WRITTEN INSTRUCTION — Swap every "kindly" in the entries below for "please", keeping everything else the same and leaving out the pictures.

····················

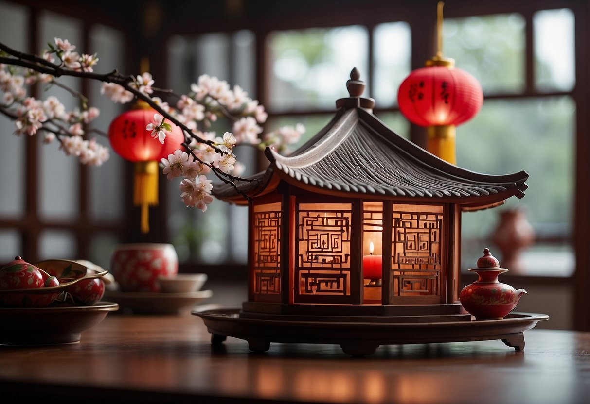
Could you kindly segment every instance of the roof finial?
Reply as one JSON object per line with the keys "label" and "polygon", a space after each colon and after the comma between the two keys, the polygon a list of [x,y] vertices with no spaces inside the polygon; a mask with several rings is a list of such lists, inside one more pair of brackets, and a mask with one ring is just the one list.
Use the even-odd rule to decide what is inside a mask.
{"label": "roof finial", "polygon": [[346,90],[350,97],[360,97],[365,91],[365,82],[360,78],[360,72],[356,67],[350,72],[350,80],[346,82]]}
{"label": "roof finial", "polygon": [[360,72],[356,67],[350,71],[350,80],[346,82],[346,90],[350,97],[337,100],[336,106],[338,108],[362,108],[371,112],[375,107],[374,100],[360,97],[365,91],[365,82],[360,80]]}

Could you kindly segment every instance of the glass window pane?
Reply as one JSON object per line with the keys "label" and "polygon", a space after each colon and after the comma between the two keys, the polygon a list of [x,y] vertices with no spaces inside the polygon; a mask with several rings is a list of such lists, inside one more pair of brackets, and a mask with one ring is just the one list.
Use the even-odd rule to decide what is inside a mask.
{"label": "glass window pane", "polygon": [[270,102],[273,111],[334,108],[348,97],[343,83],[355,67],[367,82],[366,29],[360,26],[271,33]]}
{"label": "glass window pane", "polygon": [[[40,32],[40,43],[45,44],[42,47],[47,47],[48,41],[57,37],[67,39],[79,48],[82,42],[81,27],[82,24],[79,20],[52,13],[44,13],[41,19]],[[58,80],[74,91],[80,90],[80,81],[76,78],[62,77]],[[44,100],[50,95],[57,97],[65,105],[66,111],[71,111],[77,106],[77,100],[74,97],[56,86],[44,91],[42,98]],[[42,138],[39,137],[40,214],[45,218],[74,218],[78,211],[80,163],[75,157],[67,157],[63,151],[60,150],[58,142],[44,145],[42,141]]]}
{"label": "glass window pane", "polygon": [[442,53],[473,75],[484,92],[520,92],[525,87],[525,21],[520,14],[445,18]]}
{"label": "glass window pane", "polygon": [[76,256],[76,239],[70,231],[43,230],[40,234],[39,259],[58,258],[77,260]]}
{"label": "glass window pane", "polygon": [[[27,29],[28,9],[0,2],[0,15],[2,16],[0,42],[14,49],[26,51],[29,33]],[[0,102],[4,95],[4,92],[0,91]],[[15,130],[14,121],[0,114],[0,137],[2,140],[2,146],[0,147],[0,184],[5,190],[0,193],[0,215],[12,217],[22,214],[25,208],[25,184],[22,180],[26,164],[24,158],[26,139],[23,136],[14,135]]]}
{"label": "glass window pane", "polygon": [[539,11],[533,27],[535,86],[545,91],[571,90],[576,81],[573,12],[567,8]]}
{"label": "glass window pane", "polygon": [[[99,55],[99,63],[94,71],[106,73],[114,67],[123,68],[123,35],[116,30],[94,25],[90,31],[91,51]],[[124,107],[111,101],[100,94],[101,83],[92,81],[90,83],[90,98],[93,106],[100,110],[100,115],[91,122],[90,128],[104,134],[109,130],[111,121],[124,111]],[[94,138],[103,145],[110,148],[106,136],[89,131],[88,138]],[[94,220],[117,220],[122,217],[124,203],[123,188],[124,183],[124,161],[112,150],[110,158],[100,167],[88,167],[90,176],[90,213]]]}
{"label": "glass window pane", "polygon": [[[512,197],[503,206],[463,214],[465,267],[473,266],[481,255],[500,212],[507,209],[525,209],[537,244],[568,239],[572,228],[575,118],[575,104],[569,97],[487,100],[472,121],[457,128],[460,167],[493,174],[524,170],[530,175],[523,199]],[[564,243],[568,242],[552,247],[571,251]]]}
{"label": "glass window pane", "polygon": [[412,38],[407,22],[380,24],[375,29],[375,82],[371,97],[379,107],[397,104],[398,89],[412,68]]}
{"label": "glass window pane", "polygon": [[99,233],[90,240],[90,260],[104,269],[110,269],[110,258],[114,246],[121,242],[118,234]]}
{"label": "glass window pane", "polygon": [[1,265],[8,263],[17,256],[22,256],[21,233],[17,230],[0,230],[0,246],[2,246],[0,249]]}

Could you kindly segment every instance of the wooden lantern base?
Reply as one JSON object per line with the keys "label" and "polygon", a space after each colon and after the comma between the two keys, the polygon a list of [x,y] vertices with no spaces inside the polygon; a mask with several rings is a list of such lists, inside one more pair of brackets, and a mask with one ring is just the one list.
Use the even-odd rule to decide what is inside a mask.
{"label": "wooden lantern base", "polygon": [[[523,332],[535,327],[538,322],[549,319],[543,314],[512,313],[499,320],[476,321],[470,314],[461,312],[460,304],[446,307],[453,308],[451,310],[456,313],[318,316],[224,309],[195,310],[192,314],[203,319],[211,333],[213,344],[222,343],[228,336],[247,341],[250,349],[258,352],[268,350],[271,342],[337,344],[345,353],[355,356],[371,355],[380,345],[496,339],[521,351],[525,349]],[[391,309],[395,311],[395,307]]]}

····················

OUTPUT OF THE EXERCISE —
Could you please segment every instance of the roof finial?
Reply as one JSON object per line with the keys "label" and "polygon", a space after each colon and after the comma between the two keys, the polygon a list of [x,y] vertices with no spaces inside the polygon; a mask with several rings is a list of such lists, inside one more pair of brackets, and a mask with one ring is just the one list.
Use the even-odd rule to decide what is inside a mask.
{"label": "roof finial", "polygon": [[346,90],[350,97],[360,97],[365,91],[365,82],[360,78],[360,72],[356,67],[350,72],[350,80],[346,82]]}
{"label": "roof finial", "polygon": [[360,72],[356,67],[350,71],[350,80],[346,82],[346,90],[350,97],[337,100],[336,106],[338,108],[362,108],[371,112],[375,107],[374,100],[360,97],[365,91],[365,82],[360,80]]}

Could you please segment every instance of the glass window pane?
Reply as one JSON object per line with the keys "label" and "polygon", a space after each colon and after the comma between the two keys, the polygon a list of [x,y] vertices with no spaces inside the polygon; a mask with several rings is a list of such lists, inside one more pair of brackets, and a mask with one ring is just the one list.
Use the even-odd rule to decide what is inside a mask.
{"label": "glass window pane", "polygon": [[270,102],[273,111],[334,108],[348,97],[343,83],[355,67],[367,82],[366,29],[360,26],[271,33]]}
{"label": "glass window pane", "polygon": [[[40,32],[40,43],[45,44],[42,47],[47,47],[48,41],[57,37],[67,39],[79,48],[82,42],[81,27],[82,24],[79,20],[52,13],[44,13],[41,19]],[[58,80],[74,91],[80,90],[80,81],[76,78],[62,77]],[[44,100],[50,95],[57,97],[65,105],[66,111],[71,111],[77,106],[77,100],[74,97],[56,86],[44,91],[42,98]],[[42,138],[39,137],[40,214],[45,218],[74,218],[78,211],[80,163],[75,157],[67,157],[63,151],[60,150],[58,142],[44,145],[42,141]]]}
{"label": "glass window pane", "polygon": [[442,53],[473,75],[484,92],[520,92],[525,87],[525,21],[520,14],[445,18]]}
{"label": "glass window pane", "polygon": [[76,256],[76,239],[70,231],[43,230],[40,234],[39,259],[58,258],[77,260]]}
{"label": "glass window pane", "polygon": [[[27,29],[28,9],[0,2],[0,15],[2,16],[0,42],[14,49],[26,51],[29,33]],[[0,102],[4,95],[4,92],[0,91]],[[15,130],[14,121],[0,114],[0,137],[2,140],[2,146],[0,147],[0,184],[5,190],[0,193],[0,215],[12,217],[22,214],[25,208],[25,184],[22,180],[26,164],[24,158],[26,139],[23,136],[14,135]]]}
{"label": "glass window pane", "polygon": [[539,11],[533,27],[535,86],[545,91],[571,90],[576,81],[573,12],[567,8]]}
{"label": "glass window pane", "polygon": [[[99,55],[99,63],[94,71],[106,73],[114,67],[123,68],[123,35],[116,30],[94,25],[90,31],[91,51]],[[124,107],[111,101],[100,94],[101,83],[92,81],[90,83],[90,98],[93,106],[100,110],[100,115],[91,122],[90,128],[104,134],[109,130],[111,121],[124,111]],[[94,138],[103,145],[110,148],[106,136],[89,131],[88,138]],[[94,220],[117,220],[122,217],[124,203],[123,188],[124,183],[124,161],[112,150],[110,158],[100,167],[88,167],[90,176],[90,213]]]}
{"label": "glass window pane", "polygon": [[[512,197],[503,206],[463,214],[465,267],[473,266],[481,255],[500,212],[507,209],[525,209],[537,244],[568,239],[572,228],[575,118],[575,104],[569,97],[487,100],[472,121],[457,128],[460,167],[493,174],[524,170],[530,175],[523,199]],[[564,243],[568,242],[552,247],[571,251]]]}
{"label": "glass window pane", "polygon": [[412,38],[407,22],[380,24],[375,29],[375,82],[371,97],[379,107],[397,104],[398,89],[412,68]]}
{"label": "glass window pane", "polygon": [[99,233],[90,240],[90,260],[104,269],[110,269],[110,258],[114,246],[121,242],[118,234]]}
{"label": "glass window pane", "polygon": [[1,265],[8,263],[17,256],[22,256],[21,233],[17,230],[0,230],[0,246],[2,246],[0,249]]}

Could you please segment every instance of the wooden lantern base?
Reply as one JSON object per line with the keys "label" and "polygon", a space after each colon and after the comma between the two keys, the polygon a list of [x,y] vertices with no spaces inside the polygon; a mask with several rings is a list of such lists, inside one more pair of brackets, and a mask with one ring is just the one list.
Use the even-odd rule to decide what is inside a mask.
{"label": "wooden lantern base", "polygon": [[[523,332],[535,327],[538,322],[549,319],[543,314],[512,313],[499,320],[476,321],[470,314],[461,312],[460,304],[446,307],[453,308],[451,310],[456,313],[318,316],[224,309],[195,310],[192,314],[203,319],[211,333],[213,344],[222,343],[228,336],[247,341],[250,349],[258,352],[268,350],[271,342],[337,344],[345,353],[355,356],[371,355],[380,345],[496,339],[521,351],[525,349]],[[391,309],[395,311],[395,307]]]}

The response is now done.